* [Excerto a ler]:
Porque é que muitas crianças têm medo do dentista? Que consequências podem ter este medo?

A ansiedade faz parte do comportamento humano e é uma resposta normal e saudável por parte da criança frente à situação estranha e desconhecida, como é esta consulta. É função do médico dentista ajudar a criança a controlar a ansiedade a um grau suportável e adequado ao procedimento que está a ser realizado, uma vez que este medo pode prejudicar e até mesmo impossibilitar a realização da consulta ou de procedimentos médico-dentários. 

Como podem os pais ajudar nestas situações?

Os pais podem ajudar as crianças a preparar a ida ao médico dentista. Se não puderem entrar a acompanhar, o que neste contexto pode acontecer, devem transmitir confiança à criança, dizendo que vai ficar sempre por perto e que ela já está muito crescida. Evitar colocar acessórios como pulseiras, colares ou brincos. Prender o cabelo, caso a criança tenha cabelo comprido. Certificar-se que a criança não tem fome, nem vontade de ir à casa de banho, antes de entrar na consulta. Fazer três inspirações profundas com a criança antes de entrar na clínica. Podem também recorrer a métodos de meditação com as crianças para ajudar a controlar a respiração, baixar o ritmo cardíaco e, consequentemente, baixar os níveis de ansiedade.

* [Dados de origem]:
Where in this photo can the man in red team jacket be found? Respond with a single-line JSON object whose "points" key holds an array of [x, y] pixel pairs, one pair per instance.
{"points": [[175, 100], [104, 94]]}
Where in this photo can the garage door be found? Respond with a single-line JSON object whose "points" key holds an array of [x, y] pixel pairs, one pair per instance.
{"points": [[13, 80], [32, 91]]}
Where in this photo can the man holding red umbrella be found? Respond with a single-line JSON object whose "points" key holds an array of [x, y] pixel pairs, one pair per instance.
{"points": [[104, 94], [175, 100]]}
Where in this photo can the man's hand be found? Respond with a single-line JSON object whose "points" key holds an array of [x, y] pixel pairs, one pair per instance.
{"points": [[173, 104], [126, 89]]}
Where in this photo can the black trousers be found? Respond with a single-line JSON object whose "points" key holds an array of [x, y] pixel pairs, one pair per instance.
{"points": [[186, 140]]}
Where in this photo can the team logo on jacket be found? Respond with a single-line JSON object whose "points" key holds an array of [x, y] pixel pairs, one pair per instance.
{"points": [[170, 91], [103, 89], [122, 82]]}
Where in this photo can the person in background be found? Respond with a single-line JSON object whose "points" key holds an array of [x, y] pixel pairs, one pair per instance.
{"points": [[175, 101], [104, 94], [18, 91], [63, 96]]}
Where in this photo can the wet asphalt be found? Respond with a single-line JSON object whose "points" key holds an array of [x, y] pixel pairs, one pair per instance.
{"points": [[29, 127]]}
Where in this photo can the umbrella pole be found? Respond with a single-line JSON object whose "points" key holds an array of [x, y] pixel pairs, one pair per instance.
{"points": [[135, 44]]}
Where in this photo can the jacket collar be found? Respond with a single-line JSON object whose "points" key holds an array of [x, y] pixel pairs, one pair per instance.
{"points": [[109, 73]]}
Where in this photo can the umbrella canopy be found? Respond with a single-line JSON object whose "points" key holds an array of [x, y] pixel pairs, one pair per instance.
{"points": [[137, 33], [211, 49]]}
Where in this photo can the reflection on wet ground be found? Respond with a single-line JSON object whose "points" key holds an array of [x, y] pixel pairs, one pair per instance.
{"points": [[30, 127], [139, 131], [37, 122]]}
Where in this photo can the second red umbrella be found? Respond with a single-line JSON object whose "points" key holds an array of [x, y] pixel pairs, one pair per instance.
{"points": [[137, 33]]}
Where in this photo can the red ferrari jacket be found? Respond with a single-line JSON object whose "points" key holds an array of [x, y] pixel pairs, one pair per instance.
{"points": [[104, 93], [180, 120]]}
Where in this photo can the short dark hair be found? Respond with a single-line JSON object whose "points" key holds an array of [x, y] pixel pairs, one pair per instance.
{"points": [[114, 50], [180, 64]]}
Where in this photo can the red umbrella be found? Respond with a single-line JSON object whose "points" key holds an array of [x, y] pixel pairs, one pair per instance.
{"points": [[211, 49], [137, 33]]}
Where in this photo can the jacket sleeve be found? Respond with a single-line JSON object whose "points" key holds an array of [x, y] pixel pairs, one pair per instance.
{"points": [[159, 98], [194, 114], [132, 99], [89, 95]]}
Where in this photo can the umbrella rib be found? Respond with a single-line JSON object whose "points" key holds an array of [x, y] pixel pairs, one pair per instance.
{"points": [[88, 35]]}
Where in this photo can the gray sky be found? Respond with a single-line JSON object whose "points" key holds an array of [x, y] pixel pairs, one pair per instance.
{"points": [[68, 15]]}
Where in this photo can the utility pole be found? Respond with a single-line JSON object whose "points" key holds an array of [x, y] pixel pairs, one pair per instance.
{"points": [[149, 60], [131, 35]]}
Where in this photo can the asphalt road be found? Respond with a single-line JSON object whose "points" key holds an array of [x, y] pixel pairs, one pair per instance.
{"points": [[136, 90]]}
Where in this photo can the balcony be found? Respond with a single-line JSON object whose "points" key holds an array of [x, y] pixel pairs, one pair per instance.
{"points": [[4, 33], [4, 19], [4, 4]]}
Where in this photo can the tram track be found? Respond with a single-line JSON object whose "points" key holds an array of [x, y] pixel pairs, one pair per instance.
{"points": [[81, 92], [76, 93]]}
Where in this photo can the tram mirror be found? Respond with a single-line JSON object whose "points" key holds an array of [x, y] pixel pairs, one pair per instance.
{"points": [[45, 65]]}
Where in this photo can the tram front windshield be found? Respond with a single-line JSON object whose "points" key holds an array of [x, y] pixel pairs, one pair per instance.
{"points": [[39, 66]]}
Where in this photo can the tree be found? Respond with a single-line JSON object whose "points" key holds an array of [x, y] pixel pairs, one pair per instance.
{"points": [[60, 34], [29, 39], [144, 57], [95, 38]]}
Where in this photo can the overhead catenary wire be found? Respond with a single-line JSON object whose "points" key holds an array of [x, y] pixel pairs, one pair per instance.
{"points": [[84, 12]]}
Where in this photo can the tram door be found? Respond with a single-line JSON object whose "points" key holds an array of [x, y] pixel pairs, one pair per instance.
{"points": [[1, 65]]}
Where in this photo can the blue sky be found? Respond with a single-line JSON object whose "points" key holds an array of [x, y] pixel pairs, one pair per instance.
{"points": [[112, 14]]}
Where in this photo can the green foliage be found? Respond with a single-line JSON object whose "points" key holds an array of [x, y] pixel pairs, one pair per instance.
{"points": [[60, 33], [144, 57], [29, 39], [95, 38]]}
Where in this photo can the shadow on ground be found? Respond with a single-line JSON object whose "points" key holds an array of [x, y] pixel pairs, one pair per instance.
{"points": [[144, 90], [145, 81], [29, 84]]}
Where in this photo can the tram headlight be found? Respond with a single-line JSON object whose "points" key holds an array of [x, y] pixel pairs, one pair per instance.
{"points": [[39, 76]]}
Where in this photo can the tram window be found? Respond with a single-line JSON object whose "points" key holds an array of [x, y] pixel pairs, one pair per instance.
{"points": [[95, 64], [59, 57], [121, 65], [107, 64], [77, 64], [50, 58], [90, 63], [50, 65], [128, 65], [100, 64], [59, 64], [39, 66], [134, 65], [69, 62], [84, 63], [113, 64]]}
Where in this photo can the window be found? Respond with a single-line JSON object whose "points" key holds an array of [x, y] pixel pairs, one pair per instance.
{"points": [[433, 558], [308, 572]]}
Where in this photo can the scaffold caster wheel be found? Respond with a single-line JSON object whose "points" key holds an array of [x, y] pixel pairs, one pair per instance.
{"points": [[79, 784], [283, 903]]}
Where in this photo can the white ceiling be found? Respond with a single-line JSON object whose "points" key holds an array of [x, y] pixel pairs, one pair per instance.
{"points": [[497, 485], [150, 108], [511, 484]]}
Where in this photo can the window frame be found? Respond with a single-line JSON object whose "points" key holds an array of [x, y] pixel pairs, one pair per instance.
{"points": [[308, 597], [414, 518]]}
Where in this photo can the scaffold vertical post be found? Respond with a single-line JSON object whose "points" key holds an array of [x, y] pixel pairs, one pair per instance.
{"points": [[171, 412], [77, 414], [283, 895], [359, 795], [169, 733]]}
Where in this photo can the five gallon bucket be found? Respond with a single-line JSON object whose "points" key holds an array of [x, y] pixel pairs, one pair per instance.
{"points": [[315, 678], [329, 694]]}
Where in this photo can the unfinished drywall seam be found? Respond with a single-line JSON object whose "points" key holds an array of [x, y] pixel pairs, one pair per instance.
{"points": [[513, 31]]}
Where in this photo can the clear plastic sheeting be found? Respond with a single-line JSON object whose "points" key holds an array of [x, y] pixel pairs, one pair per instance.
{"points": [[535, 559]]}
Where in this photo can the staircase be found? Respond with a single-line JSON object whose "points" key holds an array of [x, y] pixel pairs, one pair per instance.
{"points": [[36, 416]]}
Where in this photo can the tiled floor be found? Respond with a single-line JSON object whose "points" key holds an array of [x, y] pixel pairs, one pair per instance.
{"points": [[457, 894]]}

* [Com a informação]:
A) Responda, com base no texto sobre o medo do dentista:
(i) Qual é, segundo o texto, a função do médico dentista perante a ansiedade da criança?
(ii) Que acessórios se deve evitar colocar na criança?
(iii) Quantas inspirações profundas se deve fazer com a criança antes de entrar na clínica?
B) Traduza para inglês esta frase do texto sobre o medo do dentista: "Os pais podem ajudar as crianças a preparar a ida ao médico dentista."

* [Conjunto de respostas]:
A)
(i) Ajudar a criança a controlar a ansiedade a um grau suportável e adequado ao procedimento que está a ser realizado.
(ii) Pulseiras, colares ou brincos.
(iii) Três.

B) Parents can help children prepare for the visit to the dentist.